[Position annotation data]

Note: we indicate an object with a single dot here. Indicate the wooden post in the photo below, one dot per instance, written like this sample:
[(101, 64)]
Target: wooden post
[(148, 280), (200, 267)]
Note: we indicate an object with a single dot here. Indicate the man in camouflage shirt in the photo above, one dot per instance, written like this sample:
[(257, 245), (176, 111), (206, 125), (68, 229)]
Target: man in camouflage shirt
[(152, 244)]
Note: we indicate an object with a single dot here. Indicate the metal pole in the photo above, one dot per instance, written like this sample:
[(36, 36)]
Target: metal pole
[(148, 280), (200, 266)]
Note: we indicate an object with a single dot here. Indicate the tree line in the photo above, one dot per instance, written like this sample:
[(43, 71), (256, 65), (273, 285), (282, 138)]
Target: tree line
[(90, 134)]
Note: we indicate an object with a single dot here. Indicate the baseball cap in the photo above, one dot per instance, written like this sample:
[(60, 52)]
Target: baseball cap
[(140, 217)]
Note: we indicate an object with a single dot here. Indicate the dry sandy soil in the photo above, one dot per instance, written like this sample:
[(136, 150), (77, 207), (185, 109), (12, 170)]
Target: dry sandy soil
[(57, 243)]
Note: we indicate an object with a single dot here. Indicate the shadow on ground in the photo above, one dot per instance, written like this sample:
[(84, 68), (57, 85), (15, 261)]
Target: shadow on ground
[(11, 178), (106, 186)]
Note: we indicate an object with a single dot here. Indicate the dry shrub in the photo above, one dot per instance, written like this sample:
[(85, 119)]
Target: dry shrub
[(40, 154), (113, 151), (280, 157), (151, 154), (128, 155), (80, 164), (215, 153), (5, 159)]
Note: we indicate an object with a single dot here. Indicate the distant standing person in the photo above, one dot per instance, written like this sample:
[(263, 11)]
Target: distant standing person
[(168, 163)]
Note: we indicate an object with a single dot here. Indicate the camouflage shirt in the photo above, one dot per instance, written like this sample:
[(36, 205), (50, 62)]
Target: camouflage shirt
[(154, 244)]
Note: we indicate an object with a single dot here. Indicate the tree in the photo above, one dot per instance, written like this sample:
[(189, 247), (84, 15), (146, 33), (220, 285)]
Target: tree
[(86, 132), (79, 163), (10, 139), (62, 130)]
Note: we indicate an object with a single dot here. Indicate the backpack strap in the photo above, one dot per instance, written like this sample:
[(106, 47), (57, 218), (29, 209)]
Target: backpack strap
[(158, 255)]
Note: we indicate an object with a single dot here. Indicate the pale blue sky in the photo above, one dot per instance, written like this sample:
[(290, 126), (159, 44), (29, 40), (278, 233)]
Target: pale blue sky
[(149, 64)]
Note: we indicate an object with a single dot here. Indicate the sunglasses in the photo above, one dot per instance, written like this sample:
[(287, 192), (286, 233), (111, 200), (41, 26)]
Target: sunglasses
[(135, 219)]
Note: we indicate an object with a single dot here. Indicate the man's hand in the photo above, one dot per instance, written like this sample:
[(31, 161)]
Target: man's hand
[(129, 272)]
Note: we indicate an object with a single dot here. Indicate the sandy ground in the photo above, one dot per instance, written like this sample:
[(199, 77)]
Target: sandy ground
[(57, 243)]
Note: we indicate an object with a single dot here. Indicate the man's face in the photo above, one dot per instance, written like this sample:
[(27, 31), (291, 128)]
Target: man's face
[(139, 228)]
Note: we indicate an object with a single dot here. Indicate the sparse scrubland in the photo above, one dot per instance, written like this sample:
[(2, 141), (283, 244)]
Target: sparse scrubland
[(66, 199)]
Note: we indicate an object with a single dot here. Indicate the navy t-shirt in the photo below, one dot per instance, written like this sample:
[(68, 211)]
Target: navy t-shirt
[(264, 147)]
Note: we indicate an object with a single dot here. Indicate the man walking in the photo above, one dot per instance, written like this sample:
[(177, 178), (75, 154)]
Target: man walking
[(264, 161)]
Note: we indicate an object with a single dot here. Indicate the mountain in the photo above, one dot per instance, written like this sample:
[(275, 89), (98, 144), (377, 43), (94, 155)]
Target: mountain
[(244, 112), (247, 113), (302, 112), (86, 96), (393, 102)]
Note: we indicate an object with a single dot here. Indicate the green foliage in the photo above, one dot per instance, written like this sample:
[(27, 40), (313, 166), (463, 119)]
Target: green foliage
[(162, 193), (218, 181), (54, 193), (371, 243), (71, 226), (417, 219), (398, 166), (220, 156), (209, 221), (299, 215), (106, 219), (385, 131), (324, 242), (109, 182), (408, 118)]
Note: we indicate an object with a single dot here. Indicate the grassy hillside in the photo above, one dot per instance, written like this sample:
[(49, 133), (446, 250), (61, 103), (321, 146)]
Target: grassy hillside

• GOAL OF THE EXERCISE
Can you quote all of the data above line for line, with no changes?

• WRITTEN RESPONSE
Note: we indicate an object with a single dot here. Indicate the wooden post in the photo below, one dot per instance, written like this sample:
[(101, 64)]
Target: wooden post
[(148, 280), (200, 267)]
Note: we indicate an object with a single dot here. Indicate the man in camouflage shirt in the photo above, one dot per instance, written like this sample:
[(257, 245), (176, 111), (206, 125), (68, 229)]
Target: man in camouflage shirt
[(152, 244)]
Note: we indicate an object with a single dot here. Indicate the metal pole in the photo above, one dot per instance, written like this sample:
[(36, 36)]
Target: metal pole
[(148, 280), (200, 266)]
Note: we indicate an object with a single dot here. Indicate the tree line in the photo above, one dot per instance, written like this sample:
[(43, 71), (256, 65), (273, 285), (282, 138)]
Target: tree line
[(90, 134)]
Note: we indicate an object with a single dot here. Indicate the baseball cap in the photo above, one dot per instance, written like this sample:
[(60, 52)]
Target: baseball cap
[(140, 217)]
Note: we indicate an object with a single dot here. Indicate the dry sandy soil in the photo above, one dot per instance, written like this sample:
[(136, 150), (77, 207), (185, 109), (12, 170)]
Target: dry sandy soil
[(57, 243)]
Note: we indicate an object with a single dot here. Indicate the shadow on ground in the photo above, one dot per instance, written like this sample:
[(84, 68), (57, 85), (15, 261)]
Target: shadow on ground
[(11, 178), (106, 186)]
Note: we indicate an object with a single dot here. Indicate the dry shrub in the photo above, one dot per instance, written like this sample:
[(85, 119)]
Target: dry shrub
[(40, 154), (113, 151), (280, 157), (151, 154), (128, 155), (80, 164), (215, 153), (5, 159)]
Note: we indicate an object with a single dot here. Indicate the distant standing person in the photo above, one dot per instance, written like this sample:
[(263, 11)]
Target: distant standing person
[(168, 163)]
Note: we indicate an object with a single dot here. Indicate the camouflage shirt in the photo above, one dot per instance, written like this sample:
[(36, 205), (50, 62)]
Target: camouflage shirt
[(154, 244)]
Note: we indicate an object with a single dot here. Indicate the tree in the photo above, one dot per instance, written like this sample:
[(189, 247), (84, 15), (146, 33), (220, 285)]
Target: tree
[(86, 132), (79, 163), (10, 139), (62, 130)]
Note: we indicate an object with a single dot here. Indicate the backpack strap in the photo above, one dot per instance, written like this sample:
[(106, 47), (57, 218), (29, 209)]
Target: backpack strap
[(158, 255)]
Note: we indicate an object with a single dot here. Indicate the pale blue sky in the photo above, one dot per instance, written like this sample:
[(290, 126), (159, 44), (29, 40), (278, 233)]
Target: pale blue sky
[(149, 64)]
Note: we indicate an object with a single dot here. Indicate the sunglasses in the photo above, one dot per instance, written like this sample:
[(287, 192), (286, 233), (111, 200), (41, 26)]
Target: sunglasses
[(135, 219)]
Note: we indicate an object with a single dot here. Indicate the man's hand in the photo above, one dot per instance, written like this sample:
[(31, 161)]
Target: man's hand
[(129, 272)]
Note: we indicate an object with a single dot here. Indicate the sandy ground in the photo above, one dot per instance, written like this sample:
[(199, 77)]
Target: sandy ground
[(57, 243)]
Note: we indicate an object with a single dot here. Indicate the man's face in the photo above, one dot per instance, written like this sample:
[(27, 31), (291, 128)]
Target: man's face
[(139, 228)]
Note: we indicate an object with a single dot here. Indicate the sparse scrubland in the photo above, one dot per instance, written like this sample:
[(2, 141), (283, 244)]
Target: sparse scrubland
[(66, 199)]
Note: we indicate an object with a single dot here. Indicate the navy t-shirt in the photo below, one dot per instance, written like this sample:
[(68, 211)]
Target: navy t-shirt
[(264, 147)]
Note: we indicate an object with a single dot here. Indicate the man walking in the photo above, one dot per instance, written like this sample:
[(177, 178), (75, 154)]
Target: man walking
[(264, 161)]
Note: we indicate an object with a single dot here. Indicate the mountain in the photo above, one dot per instance, written like this sample:
[(275, 89), (98, 144), (377, 43), (94, 155)]
Target: mountain
[(244, 112), (247, 113), (302, 112), (86, 96), (393, 102)]
Note: we indicate an object with a single dot here. Indicate the green foliage in the photo above, one dot per instance, written like this sample:
[(27, 40), (313, 166), (463, 119)]
Target: green foliage
[(162, 193), (218, 181), (54, 193), (371, 243), (71, 226), (417, 219), (398, 166), (220, 156), (209, 221), (299, 215), (106, 219), (385, 131), (324, 242), (109, 182), (408, 118)]
Note: we indicate an object with a single dot here. Indicate the grassy hillside in the photo above, one dot per instance, written like this sample:
[(49, 133), (446, 250), (61, 103), (321, 146)]
Target: grassy hillside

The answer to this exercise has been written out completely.